▶ **Problem details**
An exact copy of the records is required, minus the pictures they hold.

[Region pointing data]
========================

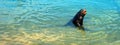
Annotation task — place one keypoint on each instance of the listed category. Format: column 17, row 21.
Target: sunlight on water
column 33, row 22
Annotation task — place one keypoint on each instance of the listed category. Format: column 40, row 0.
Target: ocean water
column 41, row 22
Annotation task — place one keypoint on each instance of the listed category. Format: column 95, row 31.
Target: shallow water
column 33, row 22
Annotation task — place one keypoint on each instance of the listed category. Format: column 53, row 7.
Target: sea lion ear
column 81, row 10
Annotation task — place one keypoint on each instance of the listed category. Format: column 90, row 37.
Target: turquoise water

========================

▶ **Output for this task**
Annotation task — place one keypoint on each instance of the listed category. Format: column 17, row 21.
Target: sunlight on water
column 33, row 22
Annotation task — place one keypoint on each instance of the listed category. Format: column 40, row 0.
Target: ocean water
column 41, row 22
Annotation task — place one keypoint on each instance of the listed category. Format: column 95, row 31.
Target: shallow water
column 33, row 22
Annotation task — place one keypoint on each instance of the listed category. Format: column 53, row 7.
Target: sea lion ear
column 81, row 10
Annotation task — place one keypoint on each instance of the listed category. Format: column 90, row 37.
Target: turquoise water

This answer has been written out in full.